On our way to Phnom Penh we met and chatted with a few boys in their school uniforms. The first boy we spoke to spoke exceptionally good English. He looked embarrassed when I told him so and said he thought we were flattering him! He studies incredibly hard, public school from 7am - 11am and 2pm - 4pm, then private school until 7pm. This is every day except Saturdays when he only has school in the morning. On Sundays he takes English lessons from a volunteer NGO. He wants to study mechanics at university in Phnom Penh.
Our road to Phnom Penh was hot and busy. Phnom Penh is much the same. The roads are chaotic, tuk tuks, motorbikes and cars clamoring for space. There are no signs and no right of way at intersections so everyone nudges out in front of each other until someone relents and traffic moves a few inches. The pavements are crammed with cars and carts and makeshift food stands. It is not a city for walking around or getting anywhere quickly, there is just no space. We've been here almost a week waiting for our Thai visa. We've visited the Royal Palace and seen the silver tiled pagoda and emerald Buddha. We've walked to the Toul Sleng Museum and seen the school turned prison where 20,000 people were held and tortured under suspicion of betraying the Khmer Rouge. We've also been to the Killing Fields where these people were executed. Cambodia's recent history is terribly bloody and gruesome and people are struggling with the after affects of suffering under the crazed paranoid dictator Pol Pot who's regime killed millions.

▶ DATA PROVIDED:
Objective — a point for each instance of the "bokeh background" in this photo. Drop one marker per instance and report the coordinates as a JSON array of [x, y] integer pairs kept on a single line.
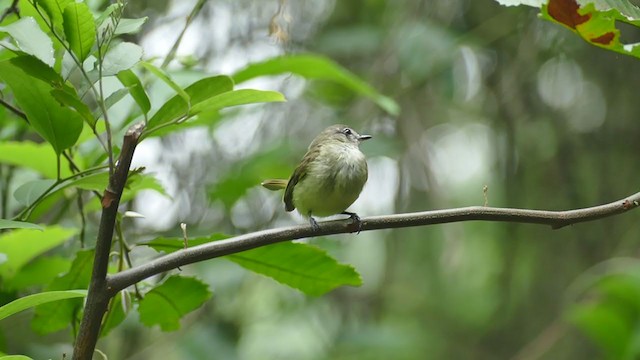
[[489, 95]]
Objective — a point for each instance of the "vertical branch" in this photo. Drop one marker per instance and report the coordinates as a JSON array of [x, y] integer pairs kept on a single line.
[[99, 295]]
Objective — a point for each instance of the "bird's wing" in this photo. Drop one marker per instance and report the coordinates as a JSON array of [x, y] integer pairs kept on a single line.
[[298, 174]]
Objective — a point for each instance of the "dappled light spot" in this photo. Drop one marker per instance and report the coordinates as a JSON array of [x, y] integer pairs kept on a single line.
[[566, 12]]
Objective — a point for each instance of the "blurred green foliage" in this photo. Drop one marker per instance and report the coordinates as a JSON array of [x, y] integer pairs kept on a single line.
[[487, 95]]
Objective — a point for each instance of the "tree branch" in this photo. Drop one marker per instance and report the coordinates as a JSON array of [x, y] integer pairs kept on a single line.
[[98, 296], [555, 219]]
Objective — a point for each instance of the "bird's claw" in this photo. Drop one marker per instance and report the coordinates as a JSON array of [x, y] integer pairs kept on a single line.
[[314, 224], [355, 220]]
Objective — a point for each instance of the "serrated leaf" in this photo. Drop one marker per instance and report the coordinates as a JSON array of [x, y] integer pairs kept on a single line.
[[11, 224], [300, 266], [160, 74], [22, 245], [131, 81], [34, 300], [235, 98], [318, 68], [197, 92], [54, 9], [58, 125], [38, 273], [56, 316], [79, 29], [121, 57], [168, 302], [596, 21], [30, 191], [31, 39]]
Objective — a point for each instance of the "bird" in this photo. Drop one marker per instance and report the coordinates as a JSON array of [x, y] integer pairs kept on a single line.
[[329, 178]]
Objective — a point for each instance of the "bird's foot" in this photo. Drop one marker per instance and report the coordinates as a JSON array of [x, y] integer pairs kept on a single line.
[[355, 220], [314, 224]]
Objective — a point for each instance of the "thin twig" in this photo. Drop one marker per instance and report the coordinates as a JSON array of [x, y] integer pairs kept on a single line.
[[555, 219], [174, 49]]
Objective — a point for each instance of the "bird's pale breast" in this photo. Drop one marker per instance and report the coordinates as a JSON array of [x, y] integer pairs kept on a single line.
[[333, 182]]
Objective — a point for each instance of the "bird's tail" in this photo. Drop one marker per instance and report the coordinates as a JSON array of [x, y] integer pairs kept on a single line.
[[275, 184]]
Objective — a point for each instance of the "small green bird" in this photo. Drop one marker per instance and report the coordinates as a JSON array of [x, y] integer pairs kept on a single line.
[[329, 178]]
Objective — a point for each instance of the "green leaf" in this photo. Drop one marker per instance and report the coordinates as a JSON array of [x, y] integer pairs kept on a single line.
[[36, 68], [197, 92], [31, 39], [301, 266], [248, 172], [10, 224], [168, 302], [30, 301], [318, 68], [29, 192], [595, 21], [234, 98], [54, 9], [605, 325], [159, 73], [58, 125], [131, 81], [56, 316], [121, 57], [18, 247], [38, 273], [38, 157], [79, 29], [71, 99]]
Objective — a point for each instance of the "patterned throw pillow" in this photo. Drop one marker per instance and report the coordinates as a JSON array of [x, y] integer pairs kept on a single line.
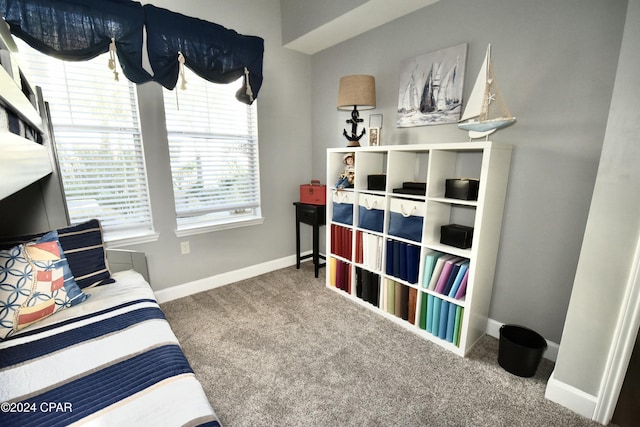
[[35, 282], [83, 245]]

---

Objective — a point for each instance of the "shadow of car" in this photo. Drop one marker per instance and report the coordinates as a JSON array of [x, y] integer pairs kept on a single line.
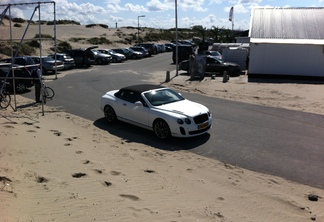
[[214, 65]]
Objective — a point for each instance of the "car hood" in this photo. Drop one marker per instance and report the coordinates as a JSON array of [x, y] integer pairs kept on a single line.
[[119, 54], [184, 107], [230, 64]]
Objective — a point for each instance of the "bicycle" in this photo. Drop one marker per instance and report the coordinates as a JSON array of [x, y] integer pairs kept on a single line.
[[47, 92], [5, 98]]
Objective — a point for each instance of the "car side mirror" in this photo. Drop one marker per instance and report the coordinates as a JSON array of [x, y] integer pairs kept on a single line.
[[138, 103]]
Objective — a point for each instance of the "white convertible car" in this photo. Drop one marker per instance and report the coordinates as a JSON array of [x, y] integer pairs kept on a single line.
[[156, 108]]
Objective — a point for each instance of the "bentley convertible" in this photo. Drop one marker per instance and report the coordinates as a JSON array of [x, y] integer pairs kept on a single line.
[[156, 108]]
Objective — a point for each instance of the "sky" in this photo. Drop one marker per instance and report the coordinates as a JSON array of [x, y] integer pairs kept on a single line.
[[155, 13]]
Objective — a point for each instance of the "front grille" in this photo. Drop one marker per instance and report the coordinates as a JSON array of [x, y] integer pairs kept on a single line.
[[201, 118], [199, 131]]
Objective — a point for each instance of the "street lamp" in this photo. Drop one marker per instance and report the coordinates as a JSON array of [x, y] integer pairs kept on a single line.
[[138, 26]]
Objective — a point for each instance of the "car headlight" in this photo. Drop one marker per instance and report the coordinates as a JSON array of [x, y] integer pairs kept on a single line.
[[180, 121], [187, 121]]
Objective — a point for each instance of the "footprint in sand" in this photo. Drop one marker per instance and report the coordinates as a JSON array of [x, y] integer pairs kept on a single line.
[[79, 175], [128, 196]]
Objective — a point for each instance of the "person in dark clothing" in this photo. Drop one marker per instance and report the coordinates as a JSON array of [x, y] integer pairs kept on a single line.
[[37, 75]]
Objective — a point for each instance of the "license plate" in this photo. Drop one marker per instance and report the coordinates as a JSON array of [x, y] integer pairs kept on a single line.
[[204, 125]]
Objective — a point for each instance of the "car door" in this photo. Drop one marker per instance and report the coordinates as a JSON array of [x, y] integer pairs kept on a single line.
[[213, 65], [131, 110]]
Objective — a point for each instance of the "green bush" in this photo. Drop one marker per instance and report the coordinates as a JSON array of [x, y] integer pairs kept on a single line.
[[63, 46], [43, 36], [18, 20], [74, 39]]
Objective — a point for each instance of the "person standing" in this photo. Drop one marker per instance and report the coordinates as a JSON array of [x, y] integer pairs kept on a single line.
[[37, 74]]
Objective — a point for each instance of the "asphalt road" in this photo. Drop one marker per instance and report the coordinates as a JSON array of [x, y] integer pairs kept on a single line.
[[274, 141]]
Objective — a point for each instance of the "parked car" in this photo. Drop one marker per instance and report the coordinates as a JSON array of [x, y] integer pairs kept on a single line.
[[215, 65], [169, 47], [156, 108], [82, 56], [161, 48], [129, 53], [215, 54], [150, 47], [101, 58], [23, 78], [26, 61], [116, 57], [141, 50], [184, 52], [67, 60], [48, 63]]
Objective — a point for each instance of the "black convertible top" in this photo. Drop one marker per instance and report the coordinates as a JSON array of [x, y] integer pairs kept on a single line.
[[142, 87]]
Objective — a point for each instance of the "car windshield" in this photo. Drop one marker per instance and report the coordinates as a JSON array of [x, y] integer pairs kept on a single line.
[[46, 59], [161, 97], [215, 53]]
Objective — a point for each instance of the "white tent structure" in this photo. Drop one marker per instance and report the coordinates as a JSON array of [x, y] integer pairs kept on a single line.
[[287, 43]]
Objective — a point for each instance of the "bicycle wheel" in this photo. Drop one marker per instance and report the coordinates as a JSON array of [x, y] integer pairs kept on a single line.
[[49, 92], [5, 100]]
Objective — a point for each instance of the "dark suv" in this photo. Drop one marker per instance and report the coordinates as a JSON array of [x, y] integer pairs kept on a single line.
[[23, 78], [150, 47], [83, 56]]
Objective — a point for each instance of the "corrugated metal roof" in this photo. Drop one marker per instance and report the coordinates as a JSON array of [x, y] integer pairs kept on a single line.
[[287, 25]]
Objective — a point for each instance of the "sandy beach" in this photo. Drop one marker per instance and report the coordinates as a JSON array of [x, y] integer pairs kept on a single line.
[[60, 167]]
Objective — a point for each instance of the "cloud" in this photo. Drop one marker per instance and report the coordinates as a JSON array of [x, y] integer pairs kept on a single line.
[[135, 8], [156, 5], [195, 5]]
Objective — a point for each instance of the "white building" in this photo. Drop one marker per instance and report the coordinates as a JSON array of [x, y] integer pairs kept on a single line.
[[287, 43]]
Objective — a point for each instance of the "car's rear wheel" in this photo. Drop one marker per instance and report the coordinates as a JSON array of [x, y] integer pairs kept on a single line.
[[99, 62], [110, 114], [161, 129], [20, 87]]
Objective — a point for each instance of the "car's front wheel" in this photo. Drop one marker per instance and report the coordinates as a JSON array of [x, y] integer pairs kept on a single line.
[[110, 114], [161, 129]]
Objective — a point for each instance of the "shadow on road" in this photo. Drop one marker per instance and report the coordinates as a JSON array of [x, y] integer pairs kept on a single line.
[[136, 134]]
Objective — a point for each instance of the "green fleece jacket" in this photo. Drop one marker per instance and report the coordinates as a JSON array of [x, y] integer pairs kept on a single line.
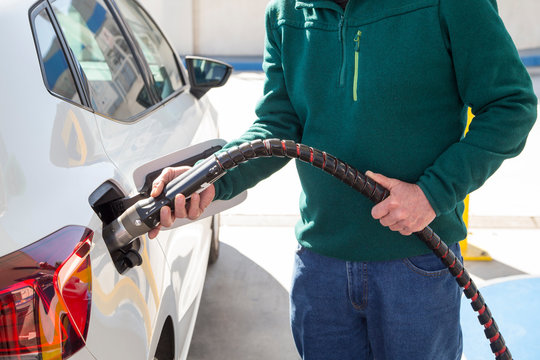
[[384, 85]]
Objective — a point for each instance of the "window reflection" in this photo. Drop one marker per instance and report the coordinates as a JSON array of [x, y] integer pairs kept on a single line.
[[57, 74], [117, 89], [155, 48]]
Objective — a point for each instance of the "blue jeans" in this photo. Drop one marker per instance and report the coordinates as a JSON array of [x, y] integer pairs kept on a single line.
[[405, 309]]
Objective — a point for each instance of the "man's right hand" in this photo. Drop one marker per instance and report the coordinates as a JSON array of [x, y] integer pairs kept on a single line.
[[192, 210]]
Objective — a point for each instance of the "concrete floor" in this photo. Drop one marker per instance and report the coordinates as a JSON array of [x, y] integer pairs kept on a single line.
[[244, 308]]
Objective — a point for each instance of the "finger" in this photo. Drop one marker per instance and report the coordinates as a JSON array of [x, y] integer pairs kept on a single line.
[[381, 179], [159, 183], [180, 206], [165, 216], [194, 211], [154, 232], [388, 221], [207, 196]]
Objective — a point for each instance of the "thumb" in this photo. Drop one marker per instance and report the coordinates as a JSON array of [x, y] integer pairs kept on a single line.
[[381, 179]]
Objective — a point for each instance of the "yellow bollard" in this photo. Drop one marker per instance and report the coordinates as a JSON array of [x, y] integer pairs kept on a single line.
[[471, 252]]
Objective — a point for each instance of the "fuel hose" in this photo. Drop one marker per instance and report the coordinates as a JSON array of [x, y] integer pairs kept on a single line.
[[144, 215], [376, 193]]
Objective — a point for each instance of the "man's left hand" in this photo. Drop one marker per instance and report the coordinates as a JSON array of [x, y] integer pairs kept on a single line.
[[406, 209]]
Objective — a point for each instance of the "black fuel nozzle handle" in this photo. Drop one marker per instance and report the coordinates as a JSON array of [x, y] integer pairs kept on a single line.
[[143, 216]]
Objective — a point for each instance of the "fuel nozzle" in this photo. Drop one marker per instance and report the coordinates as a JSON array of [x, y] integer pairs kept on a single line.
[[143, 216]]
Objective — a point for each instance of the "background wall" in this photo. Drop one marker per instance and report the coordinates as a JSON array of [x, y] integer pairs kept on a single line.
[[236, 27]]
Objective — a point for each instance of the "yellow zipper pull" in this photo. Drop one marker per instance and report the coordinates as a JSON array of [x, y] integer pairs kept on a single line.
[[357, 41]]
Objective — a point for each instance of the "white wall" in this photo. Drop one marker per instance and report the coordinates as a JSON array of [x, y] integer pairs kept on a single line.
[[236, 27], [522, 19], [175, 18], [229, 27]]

▶ SET OF TASKS:
(1) According to the travel account, what does the first boy want to study at university?
(2) List every place in Phnom Penh that the travel account says the writers visited or walked to.
The records are not needed for this work.

▶ SOLUTIONS TO EACH TASK:
(1) He wants to study mechanics at university in Phnom Penh.

(2) The Royal Palace, the Toul Sleng Museum, the Killing Fields